Exiled Kenyan lawyer Miguna Miguna wants the state and airlines to pay him over Sh1 million, which he used during his last aborted trip to Kenya.
In a fresh application filed on Tuesday at the Milimani law courts, Miguna through lawyer Adrian Kamotho says the state should be ordered to compensate him.
“I spent more than $10,000 (Sh1 million) and an equivalent amount in March 2018 and January 2020 when the state prevented me from entering Kenya,” he says.
He says to date Air France has never refunded him the fare he paid for his Berlin-Nairobi round trip which he was stopped from taking.
“I spent $4,300 (Sh488,566) on air transport and $3400 (Sh386,308) on hotel accommodation,” Miguna says.
Further Miguna wants Foreign Affairs CS Raychelle Omamo jailed for six months for disobeying court orders issued in November last year directing him to be given an emergency travel document.

▶ **Extracted records**:

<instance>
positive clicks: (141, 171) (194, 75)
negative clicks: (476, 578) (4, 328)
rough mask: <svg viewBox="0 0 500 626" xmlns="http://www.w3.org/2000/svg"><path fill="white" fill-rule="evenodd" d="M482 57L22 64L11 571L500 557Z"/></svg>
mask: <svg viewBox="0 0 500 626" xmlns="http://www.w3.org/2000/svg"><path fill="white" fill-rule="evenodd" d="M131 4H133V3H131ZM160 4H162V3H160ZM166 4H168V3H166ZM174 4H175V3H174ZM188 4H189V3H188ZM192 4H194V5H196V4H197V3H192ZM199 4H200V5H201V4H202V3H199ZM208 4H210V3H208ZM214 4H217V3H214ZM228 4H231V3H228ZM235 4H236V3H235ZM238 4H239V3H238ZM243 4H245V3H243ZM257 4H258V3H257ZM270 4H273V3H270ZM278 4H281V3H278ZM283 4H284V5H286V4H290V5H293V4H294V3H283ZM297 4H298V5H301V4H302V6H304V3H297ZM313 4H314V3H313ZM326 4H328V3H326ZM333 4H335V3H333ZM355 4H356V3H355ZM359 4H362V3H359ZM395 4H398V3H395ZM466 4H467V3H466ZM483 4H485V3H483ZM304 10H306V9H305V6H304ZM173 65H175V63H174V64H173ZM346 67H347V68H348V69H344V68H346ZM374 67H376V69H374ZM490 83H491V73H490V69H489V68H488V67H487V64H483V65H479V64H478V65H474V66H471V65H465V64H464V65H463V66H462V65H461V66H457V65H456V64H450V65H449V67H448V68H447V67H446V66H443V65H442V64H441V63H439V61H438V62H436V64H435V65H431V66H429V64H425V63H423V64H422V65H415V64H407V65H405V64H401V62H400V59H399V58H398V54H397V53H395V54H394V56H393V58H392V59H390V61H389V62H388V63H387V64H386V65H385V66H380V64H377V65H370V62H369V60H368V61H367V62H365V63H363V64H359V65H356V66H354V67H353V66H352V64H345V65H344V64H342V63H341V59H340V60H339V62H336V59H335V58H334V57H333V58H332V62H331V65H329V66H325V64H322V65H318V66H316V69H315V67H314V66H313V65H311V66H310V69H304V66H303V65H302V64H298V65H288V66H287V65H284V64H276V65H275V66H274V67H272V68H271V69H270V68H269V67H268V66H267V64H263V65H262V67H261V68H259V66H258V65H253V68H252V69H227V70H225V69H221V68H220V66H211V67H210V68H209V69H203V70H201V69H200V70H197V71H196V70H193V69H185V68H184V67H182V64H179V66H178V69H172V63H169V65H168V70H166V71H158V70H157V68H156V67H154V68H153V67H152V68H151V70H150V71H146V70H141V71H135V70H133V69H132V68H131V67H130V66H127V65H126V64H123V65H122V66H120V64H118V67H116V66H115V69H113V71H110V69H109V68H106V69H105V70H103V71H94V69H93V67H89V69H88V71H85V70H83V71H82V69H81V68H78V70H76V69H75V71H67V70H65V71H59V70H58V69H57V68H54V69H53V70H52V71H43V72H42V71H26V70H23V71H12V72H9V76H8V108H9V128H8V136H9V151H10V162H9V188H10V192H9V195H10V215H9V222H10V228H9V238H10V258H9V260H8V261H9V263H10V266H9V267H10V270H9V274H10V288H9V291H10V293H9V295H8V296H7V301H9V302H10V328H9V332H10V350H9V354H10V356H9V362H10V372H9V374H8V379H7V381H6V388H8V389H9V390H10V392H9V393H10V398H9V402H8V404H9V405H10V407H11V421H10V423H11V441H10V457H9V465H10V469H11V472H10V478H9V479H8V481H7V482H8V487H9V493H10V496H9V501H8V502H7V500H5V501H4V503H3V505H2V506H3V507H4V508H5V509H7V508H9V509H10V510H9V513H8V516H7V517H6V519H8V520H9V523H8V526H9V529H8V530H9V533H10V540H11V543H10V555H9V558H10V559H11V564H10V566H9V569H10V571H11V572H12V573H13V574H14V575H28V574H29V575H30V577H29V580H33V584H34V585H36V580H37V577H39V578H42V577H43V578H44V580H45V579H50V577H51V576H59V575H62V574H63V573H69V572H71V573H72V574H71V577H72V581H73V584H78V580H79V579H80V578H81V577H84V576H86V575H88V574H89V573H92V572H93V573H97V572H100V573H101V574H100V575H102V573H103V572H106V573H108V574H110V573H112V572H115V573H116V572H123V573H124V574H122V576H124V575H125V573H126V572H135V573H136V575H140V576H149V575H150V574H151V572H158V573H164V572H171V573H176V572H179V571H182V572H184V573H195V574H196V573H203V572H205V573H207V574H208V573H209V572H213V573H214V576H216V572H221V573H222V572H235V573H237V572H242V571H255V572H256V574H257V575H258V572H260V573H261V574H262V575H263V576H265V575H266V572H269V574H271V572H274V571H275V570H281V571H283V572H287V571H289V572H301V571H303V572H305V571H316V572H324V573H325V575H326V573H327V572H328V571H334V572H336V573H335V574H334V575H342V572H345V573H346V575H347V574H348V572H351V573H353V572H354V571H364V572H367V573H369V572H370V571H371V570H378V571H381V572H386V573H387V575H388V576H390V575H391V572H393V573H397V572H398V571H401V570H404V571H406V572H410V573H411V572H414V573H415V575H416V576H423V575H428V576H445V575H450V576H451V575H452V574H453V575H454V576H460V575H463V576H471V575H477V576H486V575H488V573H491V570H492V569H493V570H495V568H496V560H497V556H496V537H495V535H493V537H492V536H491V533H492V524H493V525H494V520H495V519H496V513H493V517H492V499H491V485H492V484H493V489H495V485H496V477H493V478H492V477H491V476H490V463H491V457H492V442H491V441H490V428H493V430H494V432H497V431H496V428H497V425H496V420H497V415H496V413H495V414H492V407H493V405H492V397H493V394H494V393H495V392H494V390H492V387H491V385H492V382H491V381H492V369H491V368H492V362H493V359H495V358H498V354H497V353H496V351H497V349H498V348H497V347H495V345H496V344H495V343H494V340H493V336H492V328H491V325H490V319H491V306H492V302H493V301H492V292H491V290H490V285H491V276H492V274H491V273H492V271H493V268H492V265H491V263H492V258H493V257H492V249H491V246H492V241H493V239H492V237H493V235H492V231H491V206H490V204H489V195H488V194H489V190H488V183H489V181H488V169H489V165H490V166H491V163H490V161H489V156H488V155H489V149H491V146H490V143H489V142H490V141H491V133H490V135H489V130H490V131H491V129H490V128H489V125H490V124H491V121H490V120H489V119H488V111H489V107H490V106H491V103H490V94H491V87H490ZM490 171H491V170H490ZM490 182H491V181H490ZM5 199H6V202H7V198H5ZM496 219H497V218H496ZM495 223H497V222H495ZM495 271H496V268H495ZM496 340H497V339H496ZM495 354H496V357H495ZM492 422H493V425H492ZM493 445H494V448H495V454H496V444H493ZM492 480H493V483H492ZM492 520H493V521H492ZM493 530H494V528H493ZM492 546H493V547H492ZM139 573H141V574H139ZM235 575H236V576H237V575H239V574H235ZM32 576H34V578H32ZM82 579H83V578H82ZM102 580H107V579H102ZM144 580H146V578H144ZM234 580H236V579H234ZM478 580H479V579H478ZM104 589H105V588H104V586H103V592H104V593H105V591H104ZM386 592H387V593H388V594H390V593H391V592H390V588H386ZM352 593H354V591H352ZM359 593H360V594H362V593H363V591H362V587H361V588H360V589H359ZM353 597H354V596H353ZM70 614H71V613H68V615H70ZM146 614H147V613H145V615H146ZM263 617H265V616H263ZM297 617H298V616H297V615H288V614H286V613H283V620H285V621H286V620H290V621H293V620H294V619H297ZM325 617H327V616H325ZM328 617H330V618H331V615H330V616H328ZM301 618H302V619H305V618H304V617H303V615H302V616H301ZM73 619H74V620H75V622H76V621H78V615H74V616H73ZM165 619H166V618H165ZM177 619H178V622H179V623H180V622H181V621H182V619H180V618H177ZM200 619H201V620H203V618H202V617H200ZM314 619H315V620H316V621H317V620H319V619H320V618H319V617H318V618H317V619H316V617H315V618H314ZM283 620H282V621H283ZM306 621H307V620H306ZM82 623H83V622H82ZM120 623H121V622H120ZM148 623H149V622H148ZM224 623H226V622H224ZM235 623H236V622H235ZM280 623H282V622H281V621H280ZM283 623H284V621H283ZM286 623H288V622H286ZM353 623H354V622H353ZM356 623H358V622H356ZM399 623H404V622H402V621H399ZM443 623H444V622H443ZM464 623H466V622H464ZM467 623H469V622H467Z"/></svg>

▶ **Brief A**:
Summarize the article on Miguna Miguna's compensation claim in two sentences.
▶ **Brief B**:
List every person named in the article on Miguna Miguna's compensation claim.

▶ **Answer section A**:
Exiled Kenyan lawyer Miguna Miguna has filed an application at the Milimani law courts, through lawyer Adrian Kamotho, seeking over Sh1 million from the state and airlines for money he spent when the state prevented him from entering Kenya. He also wants Foreign Affairs CS Raychelle Omamo jailed for six months for disobeying court orders that directed he be given an emergency travel document.

▶ **Answer section B**:
- Miguna Miguna
- Adrian Kamotho
- Raychelle Omamo